Colunista
Fábio Campana

24.02.14
Descobertas fantásticas

Jorge Luis Borges diz que descobrir o desconhecido não é especialidade de Colombo, de Simbad, de Érico, o Vermelho, de Copérnico, de Galileu ou de Pedro Álvares Cabral.

Não há um só homem que não seja um descobridor, diz ele. Começamos todos por descobrir o amargo, o salgado, o côncavo, o liso, o áspero, as sete cores do arco-íris e as letras do alfabeto. Passamos por rostos, mapas, os animais e os astros. Concluímos pela dúvida ou pela fé e pela certeza quase total de nossa própria ignorância.

Pois estou a escrever “Crônicas recentes dos Grandes Descobrimentos”. São redescobertas, cinco séculos depois, da experiência que fez o homem entender que o mundo ia além do Mediterrâneo, que a Terra não era o centro do Universo e que a ciência expandia o conhecimento para muito além das prescrições religiosas.

O descobrimento da América foi um grande triunfo da hipótese científica sobre a percepção física. A invenção da imprensa provocou enorme curiosidade e uma sede crescente de informação e saber em todo o mundo.

Os homens de ciência se perguntaram se este nosso planeta é o centro do Universo e se a Terra é plana e finita. Os artistas refletiam sobre a presença humana na Terra, incluindo as formas dos corpos humanos, masculinos e femininos, e celebraram o aqui e o agora mais que a vida eterna.

**Trechos dos registros**.
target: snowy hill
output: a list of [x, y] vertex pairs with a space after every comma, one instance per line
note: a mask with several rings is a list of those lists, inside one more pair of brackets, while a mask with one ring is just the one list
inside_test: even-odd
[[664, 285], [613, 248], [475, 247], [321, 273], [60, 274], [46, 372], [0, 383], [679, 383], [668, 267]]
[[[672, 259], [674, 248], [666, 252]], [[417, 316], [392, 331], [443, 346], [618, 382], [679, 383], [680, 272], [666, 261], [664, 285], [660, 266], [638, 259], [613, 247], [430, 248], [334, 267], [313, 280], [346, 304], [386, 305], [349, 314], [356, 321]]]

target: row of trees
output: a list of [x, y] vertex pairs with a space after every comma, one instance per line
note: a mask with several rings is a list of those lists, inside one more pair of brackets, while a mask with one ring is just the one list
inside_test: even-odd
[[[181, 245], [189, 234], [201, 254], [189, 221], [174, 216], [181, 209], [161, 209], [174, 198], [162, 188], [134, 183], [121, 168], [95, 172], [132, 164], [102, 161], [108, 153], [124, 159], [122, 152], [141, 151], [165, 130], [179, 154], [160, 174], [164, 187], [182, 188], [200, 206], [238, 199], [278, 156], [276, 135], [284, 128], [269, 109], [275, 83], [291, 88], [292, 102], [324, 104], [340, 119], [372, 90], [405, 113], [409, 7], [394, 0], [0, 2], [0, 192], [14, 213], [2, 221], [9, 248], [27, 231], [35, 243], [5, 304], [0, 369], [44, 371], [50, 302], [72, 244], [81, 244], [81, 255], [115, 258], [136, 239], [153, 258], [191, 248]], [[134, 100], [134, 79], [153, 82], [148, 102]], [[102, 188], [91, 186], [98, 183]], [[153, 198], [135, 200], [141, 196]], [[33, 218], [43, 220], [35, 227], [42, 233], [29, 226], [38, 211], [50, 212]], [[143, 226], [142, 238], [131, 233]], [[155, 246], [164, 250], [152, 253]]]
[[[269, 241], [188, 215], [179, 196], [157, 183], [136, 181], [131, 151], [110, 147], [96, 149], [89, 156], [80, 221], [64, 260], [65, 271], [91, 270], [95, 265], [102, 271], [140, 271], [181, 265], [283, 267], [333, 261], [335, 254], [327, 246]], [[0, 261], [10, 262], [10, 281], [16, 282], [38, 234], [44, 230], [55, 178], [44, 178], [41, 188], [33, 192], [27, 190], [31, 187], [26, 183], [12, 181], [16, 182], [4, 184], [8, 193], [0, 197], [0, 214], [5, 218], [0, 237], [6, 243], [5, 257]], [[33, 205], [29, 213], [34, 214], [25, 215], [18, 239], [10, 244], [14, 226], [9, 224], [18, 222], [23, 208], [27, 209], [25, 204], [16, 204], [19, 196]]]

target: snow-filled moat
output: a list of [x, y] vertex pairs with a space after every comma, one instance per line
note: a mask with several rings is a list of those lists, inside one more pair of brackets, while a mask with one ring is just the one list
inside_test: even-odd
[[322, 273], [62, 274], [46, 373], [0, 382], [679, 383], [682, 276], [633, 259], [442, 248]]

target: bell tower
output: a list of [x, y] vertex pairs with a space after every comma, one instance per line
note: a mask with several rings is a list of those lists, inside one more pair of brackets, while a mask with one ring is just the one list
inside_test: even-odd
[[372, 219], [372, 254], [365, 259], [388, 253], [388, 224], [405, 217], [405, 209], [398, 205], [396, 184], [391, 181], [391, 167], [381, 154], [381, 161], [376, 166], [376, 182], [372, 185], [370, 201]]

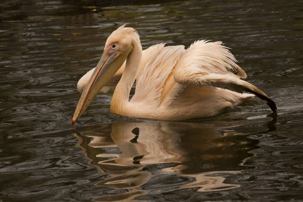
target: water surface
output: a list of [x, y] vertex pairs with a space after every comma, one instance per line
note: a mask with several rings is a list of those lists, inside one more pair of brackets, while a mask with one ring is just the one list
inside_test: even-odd
[[[23, 2], [0, 1], [0, 200], [303, 198], [303, 4]], [[278, 119], [258, 100], [192, 121], [123, 118], [110, 92], [74, 130], [77, 82], [125, 23], [144, 48], [223, 41]]]

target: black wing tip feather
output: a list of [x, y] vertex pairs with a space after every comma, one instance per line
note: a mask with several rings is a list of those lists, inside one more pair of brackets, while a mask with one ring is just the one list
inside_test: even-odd
[[271, 110], [273, 111], [273, 112], [277, 112], [278, 111], [278, 108], [277, 108], [277, 105], [276, 105], [276, 103], [268, 96], [264, 95], [262, 94], [261, 94], [258, 92], [255, 91], [255, 90], [252, 90], [248, 88], [245, 88], [246, 91], [249, 92], [251, 92], [251, 93], [254, 94], [257, 96], [258, 96], [260, 99], [265, 100], [266, 102], [266, 104]]

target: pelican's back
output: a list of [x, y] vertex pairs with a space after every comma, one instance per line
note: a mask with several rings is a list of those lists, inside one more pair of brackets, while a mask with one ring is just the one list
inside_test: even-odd
[[161, 43], [153, 46], [154, 52], [136, 81], [136, 92], [132, 102], [144, 100], [155, 106], [161, 104], [166, 84], [173, 80], [174, 68], [185, 51], [183, 45], [165, 47], [164, 45]]

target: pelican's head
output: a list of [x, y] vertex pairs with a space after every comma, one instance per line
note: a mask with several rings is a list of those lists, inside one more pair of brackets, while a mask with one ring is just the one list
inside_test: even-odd
[[103, 54], [79, 100], [72, 123], [75, 123], [95, 96], [111, 80], [139, 42], [134, 29], [122, 25], [108, 38]]

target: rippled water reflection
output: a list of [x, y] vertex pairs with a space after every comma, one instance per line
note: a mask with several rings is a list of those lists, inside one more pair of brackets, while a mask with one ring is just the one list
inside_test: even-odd
[[[0, 200], [303, 198], [301, 3], [0, 5]], [[96, 97], [73, 132], [77, 81], [124, 23], [143, 48], [223, 41], [246, 80], [276, 101], [278, 120], [256, 101], [186, 122], [136, 120], [110, 114], [111, 92]]]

**Tarefa proposta**. Devolva o texto sobre as descobertas fantásticas na íntegra, sem alterar nada. Para resolver, baseie-se apenas no texto.

**Resposta da tarefa**.
Colunista
Fábio Campana

24.02.14
Descobertas fantásticas

Jorge Luis Borges diz que descobrir o desconhecido não é especialidade de Colombo, de Simbad, de Érico, o Vermelho, de Copérnico, de Galileu ou de Pedro Álvares Cabral.

Não há um só homem que não seja um descobridor, diz ele. Começamos todos por descobrir o amargo, o salgado, o côncavo, o liso, o áspero, as sete cores do arco-íris e as letras do alfabeto. Passamos por rostos, mapas, os animais e os astros. Concluímos pela dúvida ou pela fé e pela certeza quase total de nossa própria ignorância.

Pois estou a escrever “Crônicas recentes dos Grandes Descobrimentos”. São redescobertas, cinco séculos depois, da experiência que fez o homem entender que o mundo ia além do Mediterrâneo, que a Terra não era o centro do Universo e que a ciência expandia o conhecimento para muito além das prescrições religiosas.

O descobrimento da América foi um grande triunfo da hipótese científica sobre a percepção física. A invenção da imprensa provocou enorme curiosidade e uma sede crescente de informação e saber em todo o mundo.

Os homens de ciência se perguntaram se este nosso planeta é o centro do Universo e se a Terra é plana e finita. Os artistas refletiam sobre a presença humana na Terra, incluindo as formas dos corpos humanos, masculinos e femininos, e celebraram o aqui e o agora mais que a vida eterna.